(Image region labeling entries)

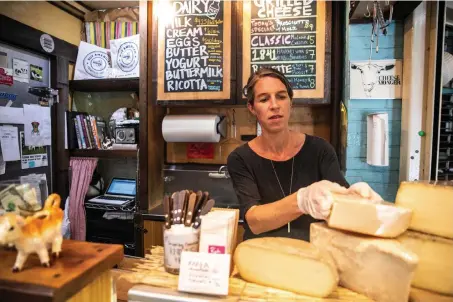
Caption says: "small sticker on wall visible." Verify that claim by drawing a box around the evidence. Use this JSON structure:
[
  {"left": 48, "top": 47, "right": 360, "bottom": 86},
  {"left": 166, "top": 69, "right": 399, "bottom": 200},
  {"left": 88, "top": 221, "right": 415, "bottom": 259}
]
[
  {"left": 13, "top": 59, "right": 30, "bottom": 83},
  {"left": 39, "top": 34, "right": 55, "bottom": 53},
  {"left": 0, "top": 67, "right": 14, "bottom": 86},
  {"left": 30, "top": 65, "right": 42, "bottom": 82}
]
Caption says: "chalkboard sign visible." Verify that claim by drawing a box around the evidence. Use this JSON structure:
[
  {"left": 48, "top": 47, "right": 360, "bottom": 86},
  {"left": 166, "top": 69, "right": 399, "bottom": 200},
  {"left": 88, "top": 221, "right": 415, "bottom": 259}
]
[
  {"left": 242, "top": 0, "right": 326, "bottom": 99},
  {"left": 157, "top": 0, "right": 231, "bottom": 100}
]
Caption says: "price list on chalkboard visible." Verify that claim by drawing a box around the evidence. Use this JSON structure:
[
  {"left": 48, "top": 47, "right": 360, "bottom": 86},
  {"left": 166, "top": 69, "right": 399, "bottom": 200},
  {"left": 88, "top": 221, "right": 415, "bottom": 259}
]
[
  {"left": 163, "top": 0, "right": 225, "bottom": 93},
  {"left": 250, "top": 0, "right": 317, "bottom": 90}
]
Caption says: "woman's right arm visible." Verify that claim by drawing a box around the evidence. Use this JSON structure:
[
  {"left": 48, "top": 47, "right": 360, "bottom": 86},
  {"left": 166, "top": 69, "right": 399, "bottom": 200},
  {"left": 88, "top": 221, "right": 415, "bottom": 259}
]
[{"left": 228, "top": 152, "right": 302, "bottom": 234}]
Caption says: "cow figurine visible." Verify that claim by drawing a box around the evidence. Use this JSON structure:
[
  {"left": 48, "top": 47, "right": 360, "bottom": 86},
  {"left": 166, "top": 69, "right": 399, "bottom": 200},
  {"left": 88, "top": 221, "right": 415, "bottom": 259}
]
[
  {"left": 351, "top": 63, "right": 395, "bottom": 97},
  {"left": 0, "top": 194, "right": 64, "bottom": 272}
]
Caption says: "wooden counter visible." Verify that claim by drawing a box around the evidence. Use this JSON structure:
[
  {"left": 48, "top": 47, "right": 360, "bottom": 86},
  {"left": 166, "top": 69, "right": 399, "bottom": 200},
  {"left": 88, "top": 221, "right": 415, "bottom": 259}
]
[{"left": 0, "top": 240, "right": 123, "bottom": 302}]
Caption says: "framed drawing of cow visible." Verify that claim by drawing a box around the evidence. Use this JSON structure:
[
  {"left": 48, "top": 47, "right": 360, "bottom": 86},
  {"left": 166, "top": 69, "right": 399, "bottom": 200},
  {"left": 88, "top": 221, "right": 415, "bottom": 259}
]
[{"left": 349, "top": 60, "right": 403, "bottom": 99}]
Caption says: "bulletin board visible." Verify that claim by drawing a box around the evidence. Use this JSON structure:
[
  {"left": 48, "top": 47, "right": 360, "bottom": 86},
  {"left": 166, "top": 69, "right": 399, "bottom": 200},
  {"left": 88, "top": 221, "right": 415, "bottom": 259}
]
[
  {"left": 0, "top": 43, "right": 53, "bottom": 192},
  {"left": 242, "top": 0, "right": 331, "bottom": 103}
]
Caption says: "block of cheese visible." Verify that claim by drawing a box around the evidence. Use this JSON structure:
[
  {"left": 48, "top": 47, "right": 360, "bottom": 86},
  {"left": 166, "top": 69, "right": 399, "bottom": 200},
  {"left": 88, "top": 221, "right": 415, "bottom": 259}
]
[
  {"left": 234, "top": 237, "right": 338, "bottom": 297},
  {"left": 395, "top": 182, "right": 453, "bottom": 239},
  {"left": 310, "top": 223, "right": 418, "bottom": 302},
  {"left": 409, "top": 287, "right": 453, "bottom": 302},
  {"left": 327, "top": 194, "right": 412, "bottom": 238},
  {"left": 398, "top": 231, "right": 453, "bottom": 295}
]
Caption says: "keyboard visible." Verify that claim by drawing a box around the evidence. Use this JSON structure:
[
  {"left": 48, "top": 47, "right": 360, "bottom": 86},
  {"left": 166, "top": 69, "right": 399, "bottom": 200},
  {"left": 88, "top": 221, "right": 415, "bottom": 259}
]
[{"left": 88, "top": 196, "right": 133, "bottom": 205}]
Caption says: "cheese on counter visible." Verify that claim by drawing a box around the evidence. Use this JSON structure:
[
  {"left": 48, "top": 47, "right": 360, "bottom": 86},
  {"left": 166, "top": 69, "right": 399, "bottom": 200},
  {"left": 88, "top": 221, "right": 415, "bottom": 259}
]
[
  {"left": 310, "top": 223, "right": 418, "bottom": 302},
  {"left": 327, "top": 194, "right": 412, "bottom": 238},
  {"left": 395, "top": 182, "right": 453, "bottom": 239},
  {"left": 234, "top": 237, "right": 338, "bottom": 297},
  {"left": 409, "top": 287, "right": 453, "bottom": 302},
  {"left": 398, "top": 231, "right": 453, "bottom": 295}
]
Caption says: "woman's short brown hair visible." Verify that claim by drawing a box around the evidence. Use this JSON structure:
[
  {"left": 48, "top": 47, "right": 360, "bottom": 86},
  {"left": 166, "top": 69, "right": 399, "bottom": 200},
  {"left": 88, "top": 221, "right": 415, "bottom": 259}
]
[{"left": 242, "top": 67, "right": 293, "bottom": 105}]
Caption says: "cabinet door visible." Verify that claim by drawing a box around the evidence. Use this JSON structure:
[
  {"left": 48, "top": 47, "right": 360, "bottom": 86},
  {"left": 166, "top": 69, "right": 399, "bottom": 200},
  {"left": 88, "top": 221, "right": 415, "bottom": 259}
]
[
  {"left": 153, "top": 0, "right": 235, "bottom": 104},
  {"left": 241, "top": 0, "right": 331, "bottom": 104}
]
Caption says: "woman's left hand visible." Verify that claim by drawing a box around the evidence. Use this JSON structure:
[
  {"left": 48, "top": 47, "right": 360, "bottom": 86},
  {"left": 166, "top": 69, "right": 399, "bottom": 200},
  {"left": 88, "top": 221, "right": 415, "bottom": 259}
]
[{"left": 348, "top": 182, "right": 383, "bottom": 203}]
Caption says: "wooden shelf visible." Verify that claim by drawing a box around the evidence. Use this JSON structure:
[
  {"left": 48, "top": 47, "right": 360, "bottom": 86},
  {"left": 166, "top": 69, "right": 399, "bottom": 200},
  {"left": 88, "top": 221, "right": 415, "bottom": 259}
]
[
  {"left": 69, "top": 150, "right": 137, "bottom": 158},
  {"left": 69, "top": 78, "right": 139, "bottom": 92}
]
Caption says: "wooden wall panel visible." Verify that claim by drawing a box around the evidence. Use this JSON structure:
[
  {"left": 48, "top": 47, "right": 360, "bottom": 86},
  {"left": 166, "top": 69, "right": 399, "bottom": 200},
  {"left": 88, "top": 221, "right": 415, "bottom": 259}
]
[{"left": 166, "top": 106, "right": 331, "bottom": 164}]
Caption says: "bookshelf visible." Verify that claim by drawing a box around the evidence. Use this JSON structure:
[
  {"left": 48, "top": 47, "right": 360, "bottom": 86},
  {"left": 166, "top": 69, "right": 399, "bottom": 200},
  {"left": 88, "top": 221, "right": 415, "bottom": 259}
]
[{"left": 69, "top": 149, "right": 137, "bottom": 158}]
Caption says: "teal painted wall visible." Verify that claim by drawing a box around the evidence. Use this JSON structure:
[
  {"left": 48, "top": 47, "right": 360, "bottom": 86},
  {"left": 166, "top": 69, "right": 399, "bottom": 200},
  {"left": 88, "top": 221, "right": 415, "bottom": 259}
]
[{"left": 345, "top": 22, "right": 404, "bottom": 202}]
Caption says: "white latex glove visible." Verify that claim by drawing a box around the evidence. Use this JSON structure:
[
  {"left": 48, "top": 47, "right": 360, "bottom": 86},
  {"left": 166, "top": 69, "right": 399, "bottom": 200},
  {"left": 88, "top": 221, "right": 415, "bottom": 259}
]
[
  {"left": 348, "top": 182, "right": 383, "bottom": 203},
  {"left": 297, "top": 180, "right": 348, "bottom": 219}
]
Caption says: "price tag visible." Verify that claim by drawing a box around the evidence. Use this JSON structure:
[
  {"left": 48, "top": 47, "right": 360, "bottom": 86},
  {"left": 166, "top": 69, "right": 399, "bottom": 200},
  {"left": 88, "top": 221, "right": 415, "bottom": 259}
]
[{"left": 178, "top": 251, "right": 231, "bottom": 296}]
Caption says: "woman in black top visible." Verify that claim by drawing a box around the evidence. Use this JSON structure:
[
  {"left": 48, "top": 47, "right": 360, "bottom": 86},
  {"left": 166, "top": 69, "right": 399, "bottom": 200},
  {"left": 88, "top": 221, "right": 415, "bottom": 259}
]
[{"left": 228, "top": 68, "right": 382, "bottom": 241}]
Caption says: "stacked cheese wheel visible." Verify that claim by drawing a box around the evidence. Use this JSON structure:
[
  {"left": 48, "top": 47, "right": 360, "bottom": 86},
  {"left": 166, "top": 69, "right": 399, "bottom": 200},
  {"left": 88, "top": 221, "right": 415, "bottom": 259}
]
[{"left": 234, "top": 182, "right": 453, "bottom": 302}]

WHAT YOU ARE ASKED TO DO
Which lines in the entries above contain the word "wall"? Find and copy each of those lines, treating uppercase and lowercase letters as different.

SOLUTION TO THIS PROBLEM
Caption says: "small sticker on wall visible." Verify that claim by drawing a box around the evidence. Use this JSON structure:
Caption says: "wooden wall panel visible." Verify that claim by drawing a box around the evidence. Use this JSON structure:
Caption says: "teal painted wall visible." Verify that claim by drawing a box around the evidence. Use this JSON structure:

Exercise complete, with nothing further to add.